Exercise brief: Word for word, print each record, dropping any image it holds.

*** Opening of Input data ***

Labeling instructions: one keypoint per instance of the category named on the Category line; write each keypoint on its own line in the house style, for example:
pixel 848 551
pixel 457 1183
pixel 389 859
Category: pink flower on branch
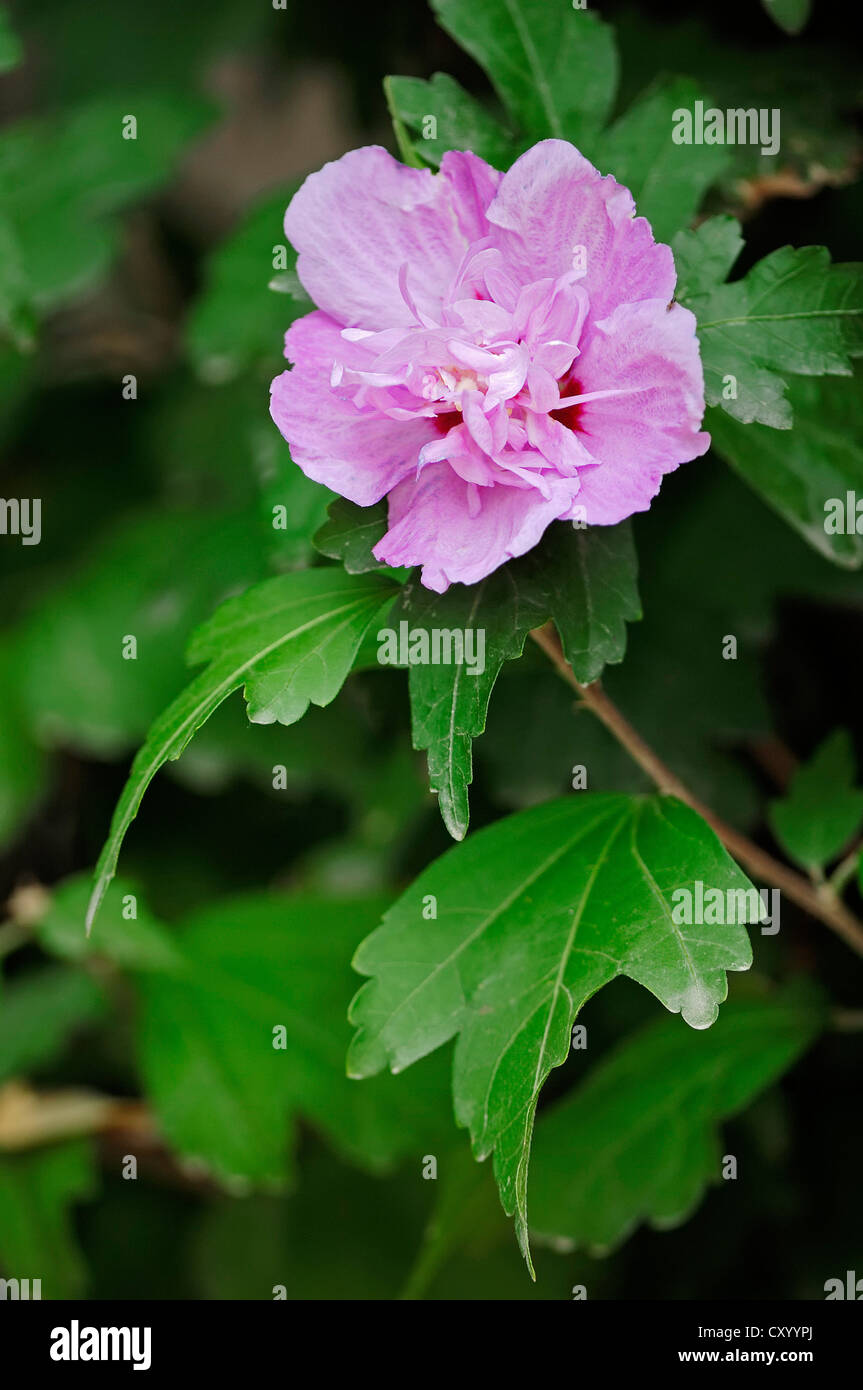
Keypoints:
pixel 491 352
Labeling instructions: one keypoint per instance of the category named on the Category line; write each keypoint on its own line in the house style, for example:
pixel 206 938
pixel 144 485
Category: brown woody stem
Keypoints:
pixel 819 902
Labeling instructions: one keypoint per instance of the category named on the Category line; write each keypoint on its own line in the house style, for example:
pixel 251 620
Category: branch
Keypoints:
pixel 817 902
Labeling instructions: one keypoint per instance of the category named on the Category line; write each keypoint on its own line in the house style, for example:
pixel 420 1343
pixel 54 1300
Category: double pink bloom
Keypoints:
pixel 491 352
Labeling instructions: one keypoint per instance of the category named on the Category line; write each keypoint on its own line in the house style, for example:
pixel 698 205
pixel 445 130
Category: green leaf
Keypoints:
pixel 638 1140
pixel 153 577
pixel 39 1012
pixel 36 1237
pixel 532 916
pixel 449 702
pixel 139 943
pixel 460 121
pixel 791 313
pixel 241 317
pixel 822 811
pixel 791 15
pixel 21 759
pixel 806 474
pixel 552 66
pixel 666 180
pixel 64 175
pixel 350 534
pixel 585 580
pixel 10 45
pixel 291 641
pixel 223 1090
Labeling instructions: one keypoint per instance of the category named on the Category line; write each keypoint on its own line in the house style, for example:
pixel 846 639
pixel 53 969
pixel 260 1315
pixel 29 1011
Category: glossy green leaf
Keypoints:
pixel 791 15
pixel 154 577
pixel 10 46
pixel 791 313
pixel 552 66
pixel 350 534
pixel 638 1139
pixel 289 641
pixel 125 931
pixel 503 938
pixel 666 180
pixel 225 1083
pixel 584 578
pixel 36 1236
pixel 442 116
pixel 39 1012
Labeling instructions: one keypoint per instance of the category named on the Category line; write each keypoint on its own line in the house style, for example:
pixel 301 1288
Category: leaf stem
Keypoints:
pixel 820 904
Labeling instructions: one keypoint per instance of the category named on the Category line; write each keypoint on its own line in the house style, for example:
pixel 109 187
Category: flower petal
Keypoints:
pixel 649 352
pixel 431 524
pixel 357 452
pixel 551 203
pixel 357 221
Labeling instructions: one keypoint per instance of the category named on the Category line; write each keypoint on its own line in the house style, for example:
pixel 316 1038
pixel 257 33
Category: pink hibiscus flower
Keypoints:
pixel 492 352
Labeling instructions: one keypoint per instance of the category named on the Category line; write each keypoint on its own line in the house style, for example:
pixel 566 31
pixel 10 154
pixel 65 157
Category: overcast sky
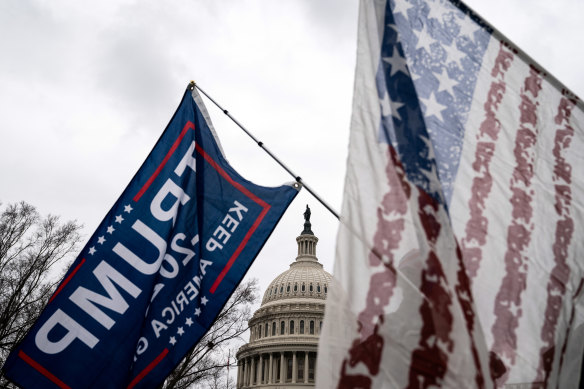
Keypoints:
pixel 86 88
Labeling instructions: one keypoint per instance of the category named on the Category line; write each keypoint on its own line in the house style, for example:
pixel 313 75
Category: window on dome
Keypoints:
pixel 311 369
pixel 300 368
pixel 289 370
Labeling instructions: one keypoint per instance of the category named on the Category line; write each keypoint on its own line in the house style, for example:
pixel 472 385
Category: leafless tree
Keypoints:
pixel 206 364
pixel 32 249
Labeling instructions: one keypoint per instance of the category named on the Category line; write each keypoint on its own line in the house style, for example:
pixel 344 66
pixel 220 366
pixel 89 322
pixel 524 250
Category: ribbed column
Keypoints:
pixel 294 367
pixel 271 369
pixel 306 367
pixel 261 371
pixel 282 367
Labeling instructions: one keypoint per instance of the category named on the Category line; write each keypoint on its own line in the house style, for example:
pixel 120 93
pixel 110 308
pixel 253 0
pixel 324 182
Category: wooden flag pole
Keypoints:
pixel 298 179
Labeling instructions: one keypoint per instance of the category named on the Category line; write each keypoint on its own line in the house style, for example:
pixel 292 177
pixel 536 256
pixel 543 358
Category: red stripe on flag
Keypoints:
pixel 187 127
pixel 66 281
pixel 42 370
pixel 477 226
pixel 368 346
pixel 508 301
pixel 148 368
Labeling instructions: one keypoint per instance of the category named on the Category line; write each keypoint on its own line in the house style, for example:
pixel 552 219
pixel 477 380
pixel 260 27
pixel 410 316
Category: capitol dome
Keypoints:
pixel 284 331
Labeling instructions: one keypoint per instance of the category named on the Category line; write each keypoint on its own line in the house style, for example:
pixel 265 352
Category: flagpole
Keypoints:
pixel 298 179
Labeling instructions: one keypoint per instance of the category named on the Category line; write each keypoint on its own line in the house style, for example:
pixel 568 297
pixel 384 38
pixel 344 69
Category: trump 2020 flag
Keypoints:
pixel 158 269
pixel 459 261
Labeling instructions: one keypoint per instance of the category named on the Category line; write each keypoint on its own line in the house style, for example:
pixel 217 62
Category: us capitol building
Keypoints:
pixel 284 331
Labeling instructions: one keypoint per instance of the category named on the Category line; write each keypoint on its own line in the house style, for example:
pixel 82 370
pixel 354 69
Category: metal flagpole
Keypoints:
pixel 352 230
pixel 298 179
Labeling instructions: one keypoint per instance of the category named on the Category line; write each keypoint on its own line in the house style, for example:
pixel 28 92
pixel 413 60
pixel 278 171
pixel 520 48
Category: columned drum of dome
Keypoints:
pixel 284 331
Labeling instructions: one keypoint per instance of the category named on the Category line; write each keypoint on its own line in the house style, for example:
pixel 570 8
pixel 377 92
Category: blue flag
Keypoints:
pixel 158 269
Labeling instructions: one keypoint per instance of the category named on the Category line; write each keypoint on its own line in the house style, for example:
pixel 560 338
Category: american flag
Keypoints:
pixel 460 254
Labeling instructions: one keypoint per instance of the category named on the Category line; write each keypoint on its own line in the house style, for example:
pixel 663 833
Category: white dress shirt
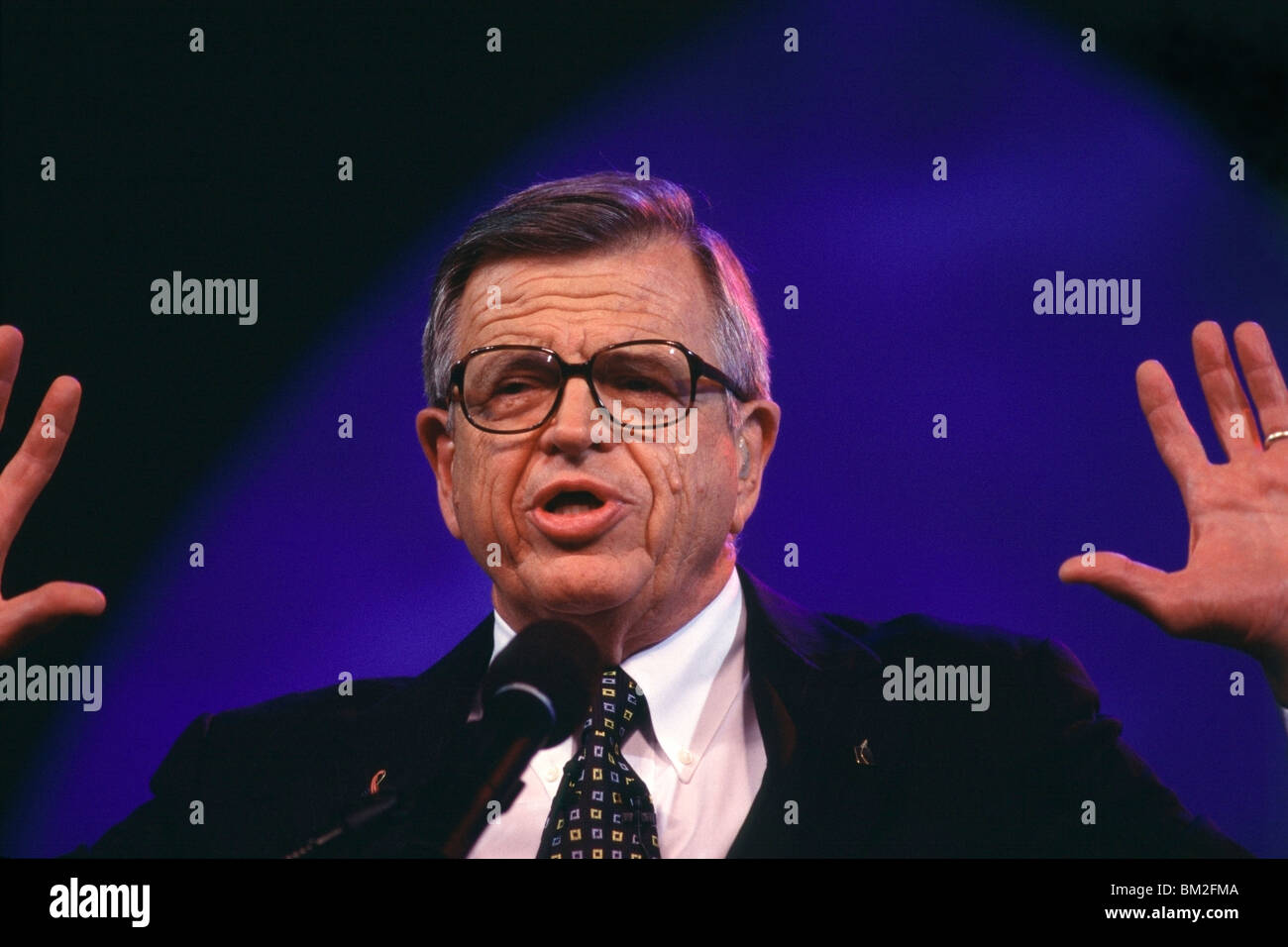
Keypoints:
pixel 702 758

*** Close of Input data ***

The completed task:
Labeling instructions: one keypoint per instance of the category named on the Category line; write each keypoint on its own line in the house style, for example:
pixel 848 551
pixel 457 1183
pixel 389 859
Category: pink flower on branch
Keypoints:
pixel 491 352
Labeling instructions: one keypoint per instance of the category named on the Category line; write each keypoint on its own line in the house style, for example:
pixel 206 938
pixel 144 485
Category: brown woody stem
Keypoints:
pixel 819 902
Labeling instructions: one keypoint per instance of the category named on the Category line; write each keypoint on its own line in the house style, for example:
pixel 251 620
Category: branch
Keypoints:
pixel 817 902
Labeling instructions: one keypoint per instance of the category named on the Category line; write each keypoint on its own line in the house style, for example:
pixel 420 1343
pixel 54 1300
Category: double pink bloom
Keypoints:
pixel 491 352
Labeling instructions: one keypoint per instance of the category named on the Category line; write each keypoint on its own line in the house style, for example:
pixel 698 205
pixel 445 130
Category: green leaf
Keypoints:
pixel 638 1140
pixel 153 577
pixel 39 1012
pixel 36 1237
pixel 532 916
pixel 449 702
pixel 139 943
pixel 460 121
pixel 791 313
pixel 241 317
pixel 822 811
pixel 791 15
pixel 21 759
pixel 806 474
pixel 552 66
pixel 666 180
pixel 64 175
pixel 350 534
pixel 585 580
pixel 10 45
pixel 291 641
pixel 223 1090
Labeling instructions: one keypoint per instance of the category named on the Category line; write each keypoint on its own line in the house style, for example:
pixel 846 639
pixel 53 969
pixel 260 1315
pixel 29 1011
Category: glossy green leaf
Keypoints:
pixel 791 15
pixel 154 577
pixel 10 46
pixel 791 313
pixel 552 66
pixel 350 534
pixel 638 1139
pixel 289 641
pixel 125 931
pixel 503 938
pixel 666 180
pixel 225 1083
pixel 584 578
pixel 36 1236
pixel 442 116
pixel 39 1012
Labeling instructions: one keypoint per instance of the category named on the Category line; write each keypoint on its own line in the house style, for example:
pixel 301 1288
Category: leaf stem
Keypoints:
pixel 820 904
Labeling instructions: one keypoint per instance of the category named on the Category line; write each keypoint on its own line in the house style, for example:
pixel 109 187
Category: flower petal
Keypoints:
pixel 649 352
pixel 431 524
pixel 357 452
pixel 551 203
pixel 357 221
Labeling instructions: one keypoint per instance of the category named on the Category line; write each keypoint on its own line in the house style, for example:
pixel 316 1038
pixel 257 33
Category: pink hibiscus flower
Keypoints:
pixel 492 352
Labeling instructions: one keypoint per instance of the category named on the Category line; write each keypoint on its own line in the house style, for example:
pixel 566 31
pixel 10 154
pixel 65 157
Category: overcast sky
Keypoints:
pixel 86 88
Labeling instructions: one keypoint per instance of the category named on the Category line; write each keypoint on its own line in the house style, for example:
pixel 313 75
Category: window on dome
Keypoints:
pixel 311 369
pixel 300 368
pixel 289 370
Labeling instructions: one keypoint per instance of the category named on the Category line; write each keypoint on its own line in the house style, for example:
pixel 472 385
Category: leafless tree
Keypoints:
pixel 206 364
pixel 32 249
Labeling instructions: one keypoint per instance of the category named on the Category line; write each keypoint on its own line in the house style, for example:
pixel 344 66
pixel 220 366
pixel 89 322
pixel 524 250
Category: ribbed column
Keypoints:
pixel 294 367
pixel 271 369
pixel 306 367
pixel 261 371
pixel 282 367
Labeling instructions: one keypoint per instance of the category named on the Category line; write each keypoint on its own line in the house style, for example:
pixel 120 93
pixel 110 308
pixel 253 0
pixel 324 182
Category: wooden flag pole
Keypoints:
pixel 298 179
Labeling instructions: one keypoint per instance of the category named on the Category line; write each keypoint on its own line in the house style, for example:
pixel 292 177
pixel 536 256
pixel 543 358
Category: red stripe on flag
Keypoints:
pixel 187 127
pixel 66 281
pixel 42 370
pixel 477 226
pixel 368 346
pixel 508 301
pixel 148 368
Labeling instructions: one keypoint per instance of the category named on the Category line; write each keypoint on its own line in the house style, for example:
pixel 552 219
pixel 477 380
pixel 260 27
pixel 410 316
Category: capitol dome
Keypoints:
pixel 284 331
Labeling instructions: one keypoint per instance of the category named on the Category line; write each keypoint on its own line in the house style, for example:
pixel 265 352
Category: flagpole
Keypoints:
pixel 298 179
Labeling instructions: one keypoint per instance of the category named on the Category line; write each keypoint on its own line in the house style, for example:
pixel 568 297
pixel 384 38
pixel 344 69
Category: trump 2020 flag
Keypoints:
pixel 158 269
pixel 459 261
Labeling instructions: one keypoint per instance of the category named on the Category line; write each keypoint on its own line in the house style, for example:
pixel 217 62
Category: us capitol building
Keypoints:
pixel 284 331
Labeling instructions: one keypoint per instance of the category named on the Category line; write each keypoint on its own line in the house style, for example:
pixel 82 370
pixel 354 69
Category: metal flagpole
Keypoints:
pixel 352 230
pixel 298 179
Labeling instructions: one keypoint per instance of the category named on the Category line; write each keypoint on its own line in the house style, for example:
pixel 28 92
pixel 413 60
pixel 278 171
pixel 520 48
Category: columned drum of dome
Keypoints:
pixel 284 331
Labeling instructions: one keypoint per instance of the category named on the Category line; write each keypoint on its own line in the house style, for example:
pixel 570 8
pixel 377 92
Category: blue flag
Keypoints:
pixel 158 269
Labeling instructions: one keypoint per instance of the category named on the Category line; write each keypoint on its own line in the house style, for example:
pixel 560 338
Category: american flag
Keypoints:
pixel 460 254
Labeling instructions: one keypoint per instance of the category named on the Category line; write each keypoint on its own line in the house style, for example:
pixel 663 833
Category: white dress shirt
Keypoints:
pixel 702 758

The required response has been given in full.